#### Task directions
Reproduce every line of the listing below verbatim, in its original order.

#### Data for the task
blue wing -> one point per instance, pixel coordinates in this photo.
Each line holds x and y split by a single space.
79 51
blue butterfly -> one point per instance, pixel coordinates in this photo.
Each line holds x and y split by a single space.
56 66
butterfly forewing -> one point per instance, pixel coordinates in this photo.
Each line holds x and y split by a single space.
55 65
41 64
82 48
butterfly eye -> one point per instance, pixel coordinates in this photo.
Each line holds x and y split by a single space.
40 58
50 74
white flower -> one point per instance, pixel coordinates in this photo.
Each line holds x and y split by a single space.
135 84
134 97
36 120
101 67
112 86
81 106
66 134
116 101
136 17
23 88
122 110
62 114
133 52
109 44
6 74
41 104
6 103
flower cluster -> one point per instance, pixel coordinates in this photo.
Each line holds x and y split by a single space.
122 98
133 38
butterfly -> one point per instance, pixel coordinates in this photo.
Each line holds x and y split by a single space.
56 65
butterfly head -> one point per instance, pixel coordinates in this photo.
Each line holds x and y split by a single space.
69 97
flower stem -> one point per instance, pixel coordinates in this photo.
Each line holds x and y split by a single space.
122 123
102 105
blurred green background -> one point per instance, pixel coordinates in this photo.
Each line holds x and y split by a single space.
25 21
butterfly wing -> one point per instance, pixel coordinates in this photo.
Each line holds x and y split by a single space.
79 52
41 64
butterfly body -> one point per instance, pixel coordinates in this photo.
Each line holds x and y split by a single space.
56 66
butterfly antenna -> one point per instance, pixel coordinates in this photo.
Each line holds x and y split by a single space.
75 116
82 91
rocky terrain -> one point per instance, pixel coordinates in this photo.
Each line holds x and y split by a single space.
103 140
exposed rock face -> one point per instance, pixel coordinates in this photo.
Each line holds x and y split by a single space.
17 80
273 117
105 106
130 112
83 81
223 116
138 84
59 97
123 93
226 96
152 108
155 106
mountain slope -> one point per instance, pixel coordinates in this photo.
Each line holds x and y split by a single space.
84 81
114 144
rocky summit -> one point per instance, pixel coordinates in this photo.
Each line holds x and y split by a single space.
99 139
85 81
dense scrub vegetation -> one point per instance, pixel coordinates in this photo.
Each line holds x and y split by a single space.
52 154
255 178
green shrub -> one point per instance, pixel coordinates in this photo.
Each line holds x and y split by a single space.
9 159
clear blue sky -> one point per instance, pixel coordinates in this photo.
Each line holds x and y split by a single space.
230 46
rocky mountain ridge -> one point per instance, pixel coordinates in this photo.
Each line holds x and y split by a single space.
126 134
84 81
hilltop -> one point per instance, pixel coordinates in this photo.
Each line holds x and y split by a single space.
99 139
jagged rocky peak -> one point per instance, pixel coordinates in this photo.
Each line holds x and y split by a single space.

#### Right answer
blue wing -> one point per instance, pixel coordinates in this photo.
Each line holds x and y split by a single space.
79 51
blue butterfly -> one point per instance, pixel coordinates in this photo.
Each line holds x and y split by a single space.
56 66
butterfly forewing -> one point per instance, pixel coordinates in this photo.
Each line holds x and y split by a single space.
55 65
41 64
82 48
butterfly eye -> one point per instance, pixel coordinates in this photo.
Each line holds x and y split by a single space.
40 58
50 74
white flower -> one point per instance, pixel coordinates in this photo.
Each line holds x and y split by a single space.
135 84
134 97
36 120
101 67
112 86
81 106
66 134
116 101
136 17
23 88
122 110
62 114
133 52
109 44
6 74
41 104
6 103
flower cluster -> one point per instance, pixel coordinates in this photo.
Each line holds x and y split by a single space.
122 98
133 38
butterfly -> one point per instance, pixel coordinates in this photo.
Each line holds x and y split by a single space.
56 65
butterfly head -> one point per instance, pixel coordinates in this photo.
Each line holds x and y split by a single space.
69 97
flower stem -> one point per instance, pixel coordinates in this photo.
Each line holds x and y split by a single space.
122 123
102 105
blurred green background -> one point per instance, pixel coordinates in this photo.
Each line holds x and y split by a single space.
25 21
butterfly wing -> one point per instance, pixel coordinates in this photo.
Each line holds x and y split by a single space.
79 52
41 64
butterfly body -> one point per instance, pixel coordinates in this photo.
Each line holds x and y split by a single space.
56 66
butterfly antenna -> one point per instance, pixel coordinates in this photo.
Each line holds x and y split by a single space.
75 116
82 91
rocky terrain -> one point per instance, pixel coordinates in this photo.
Each line holds x and y split by a single space.
103 140
exposed rock face -> one point per instance, pixel coordinates in this photo.
Each line holds x and y split by a single space.
17 80
273 117
105 106
130 112
83 81
223 116
138 84
59 97
123 93
226 96
152 108
155 106
mountain slope -> one point per instance, pixel coordinates in this photo.
Each line holds x and y split by a single space.
84 81
114 144
rocky summit -> one point per instance, pixel coordinates in this photo.
Each line holds x and y split by a single space.
99 139
85 81
dense scrub vegetation -> one point per instance, pixel coordinates in this photo.
Each line holds x and y split by a single space.
52 154
255 178
green shrub -> one point per instance, pixel coordinates in this photo.
Each line holds x and y split by a single space.
9 159
clear blue sky -> one point per instance, pixel coordinates in this photo.
Each line holds x and y split by a single space.
230 46
rocky mountain ridge -> one point per instance, pixel coordinates in this photo.
Each line holds x and y split by a single space.
126 134
84 81
hilltop -> one point per instance, pixel coordinates in this photo.
Each line holds x and y split by a single space.
99 139
jagged rocky peak -> one point per instance, pixel coordinates in this photo.
Each line holds x and y split by a single space.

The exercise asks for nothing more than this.